*** EXERCISE DATA Section Begins ***

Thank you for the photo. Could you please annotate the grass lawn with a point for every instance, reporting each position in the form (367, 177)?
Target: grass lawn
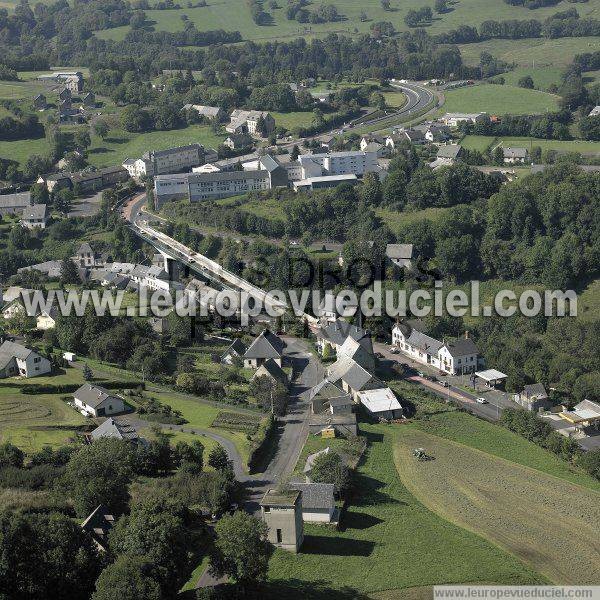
(543, 77)
(33, 421)
(532, 53)
(515, 507)
(477, 142)
(396, 220)
(499, 99)
(390, 542)
(232, 15)
(122, 144)
(292, 120)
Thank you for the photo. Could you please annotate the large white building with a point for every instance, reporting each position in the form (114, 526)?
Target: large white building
(263, 173)
(171, 160)
(456, 357)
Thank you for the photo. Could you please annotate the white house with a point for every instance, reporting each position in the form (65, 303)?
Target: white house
(514, 155)
(35, 216)
(17, 360)
(381, 403)
(97, 401)
(456, 357)
(266, 346)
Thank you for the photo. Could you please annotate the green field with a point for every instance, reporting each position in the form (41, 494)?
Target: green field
(533, 53)
(543, 77)
(32, 421)
(396, 220)
(512, 506)
(233, 15)
(499, 100)
(390, 542)
(482, 142)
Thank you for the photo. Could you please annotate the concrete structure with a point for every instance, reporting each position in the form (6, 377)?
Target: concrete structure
(235, 352)
(266, 346)
(457, 357)
(96, 401)
(118, 429)
(533, 398)
(98, 525)
(211, 113)
(323, 182)
(35, 216)
(171, 160)
(514, 155)
(264, 173)
(282, 512)
(400, 254)
(247, 121)
(453, 119)
(94, 181)
(14, 204)
(17, 360)
(318, 502)
(71, 80)
(381, 403)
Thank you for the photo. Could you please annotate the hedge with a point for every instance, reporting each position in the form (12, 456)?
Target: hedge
(69, 388)
(261, 442)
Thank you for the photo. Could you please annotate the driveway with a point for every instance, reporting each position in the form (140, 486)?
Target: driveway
(458, 388)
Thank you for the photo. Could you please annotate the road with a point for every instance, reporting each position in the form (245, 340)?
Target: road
(496, 400)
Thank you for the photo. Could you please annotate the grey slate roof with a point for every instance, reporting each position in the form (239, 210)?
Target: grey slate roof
(449, 151)
(535, 389)
(34, 212)
(113, 428)
(424, 342)
(10, 350)
(92, 395)
(461, 347)
(315, 496)
(266, 345)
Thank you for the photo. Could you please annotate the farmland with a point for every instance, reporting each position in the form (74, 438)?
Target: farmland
(231, 15)
(386, 526)
(499, 100)
(515, 507)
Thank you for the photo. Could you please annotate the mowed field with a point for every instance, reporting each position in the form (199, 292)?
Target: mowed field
(390, 541)
(550, 524)
(33, 421)
(533, 53)
(233, 15)
(499, 100)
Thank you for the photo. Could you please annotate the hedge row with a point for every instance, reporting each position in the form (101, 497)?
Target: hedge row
(69, 388)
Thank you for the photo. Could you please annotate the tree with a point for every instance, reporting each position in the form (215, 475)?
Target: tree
(218, 459)
(99, 474)
(88, 375)
(526, 82)
(82, 139)
(101, 128)
(331, 468)
(155, 531)
(11, 455)
(46, 557)
(241, 550)
(63, 201)
(69, 272)
(128, 578)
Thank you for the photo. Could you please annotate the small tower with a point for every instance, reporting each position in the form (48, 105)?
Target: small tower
(282, 512)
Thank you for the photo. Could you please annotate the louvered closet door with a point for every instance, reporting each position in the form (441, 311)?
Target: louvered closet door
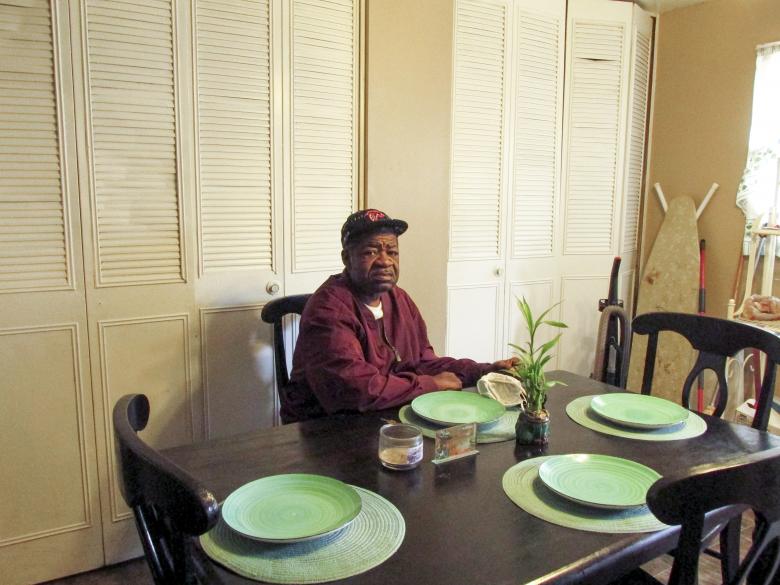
(478, 181)
(137, 209)
(239, 218)
(322, 108)
(49, 515)
(634, 176)
(595, 132)
(535, 213)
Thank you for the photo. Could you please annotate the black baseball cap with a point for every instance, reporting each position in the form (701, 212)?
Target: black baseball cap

*** EXERCISE DATA Section Ends ***

_BRIEF_
The job is to return the listing above exactly, minus its pictures.

_TASK SOLUTION_
Thank you for the photo. Could you please annotate the grass lawn with a point for every instance, reporting each position in the form (367, 177)?
Target: grass lawn
(543, 77)
(33, 421)
(532, 53)
(515, 507)
(477, 142)
(396, 220)
(499, 99)
(390, 542)
(232, 15)
(122, 144)
(292, 120)
Thank you for the photo. Could you please annotate the large white building with a point for every instance, reporting each position in the form (114, 526)?
Target: large white building
(263, 173)
(171, 160)
(456, 357)
Thank you for the photo. Could you please annotate the white house with a point for every instance, reporting each position in the form (65, 303)?
Target: white house
(514, 155)
(35, 216)
(17, 360)
(381, 403)
(97, 401)
(456, 357)
(266, 346)
Thank you for the photo. Could you please annotate the green field with a point for every instance, reporting each position in the form (41, 494)?
Target: green field
(533, 53)
(543, 77)
(32, 421)
(396, 220)
(512, 506)
(233, 15)
(499, 100)
(390, 542)
(482, 142)
Thank you for the photo. Could you please annotate the concrete structure with a point for every instance, reporting each position in the form (6, 377)?
Target: concrete structure
(235, 352)
(266, 346)
(457, 357)
(96, 401)
(118, 429)
(533, 398)
(98, 525)
(211, 113)
(323, 182)
(35, 216)
(171, 160)
(514, 155)
(264, 173)
(282, 512)
(400, 254)
(247, 121)
(453, 119)
(94, 181)
(14, 204)
(17, 360)
(318, 502)
(71, 80)
(381, 403)
Thank you for the photo. Could you please annotate the hedge with a point for every instance, reporting each position in the form (12, 456)?
Target: hedge
(69, 388)
(261, 442)
Thank you for the photo. Could you please annotate the driveway with a point for every instance, reporting each position in the form (140, 486)?
Target: driveway
(458, 388)
Thank you for the photo. Could you please annotate the road with a point for every instance, reporting each position in the form (245, 340)?
Target: road
(496, 400)
Thank you for the photo. Could you please annotate the grey slate roof with a point for every instance, reporting each position in the form (239, 210)?
Target: grey slate roof
(449, 151)
(535, 389)
(34, 212)
(113, 428)
(424, 342)
(10, 350)
(92, 395)
(461, 347)
(315, 496)
(266, 345)
Thank you for the photo. Could you please annotate the farmland with a point for every instance, reporting each position in the form (74, 438)?
Target: farmland
(231, 15)
(386, 526)
(499, 100)
(515, 507)
Thank you for the photo. Could you please annotate the mowed field with a point for every instance, reporting each position in the form (199, 292)?
Target: mowed field
(390, 541)
(550, 524)
(33, 421)
(533, 53)
(233, 15)
(499, 100)
Thank you for the photo. Could you please annotate the hedge row with a point for every instance, reporting each position in the form (101, 497)?
Target: hedge row
(69, 388)
Thank you for the photo. Could you please annotate the tree with a point for every instance, reporting each position in the form (215, 475)?
Target: tree
(218, 459)
(99, 474)
(88, 375)
(526, 82)
(82, 139)
(101, 128)
(331, 468)
(155, 531)
(11, 455)
(46, 557)
(241, 550)
(63, 201)
(69, 272)
(128, 578)
Thank you for the photo. Could you please annotate the small tower with a point for every instance, reporting each position in the form (48, 105)?
Target: small tower
(282, 512)
Thank you for the photo. Could you please annotate the louvered closet door with a point for every instance, reporting each position in the form (441, 311)?
Target: louvered closet door
(478, 181)
(137, 209)
(239, 218)
(322, 108)
(49, 515)
(634, 176)
(595, 132)
(535, 213)
Thank you for the photo. Could you please annotate the black baseball cap with a point for every instance, reporting each position in the form (701, 212)?
Target: black baseball cap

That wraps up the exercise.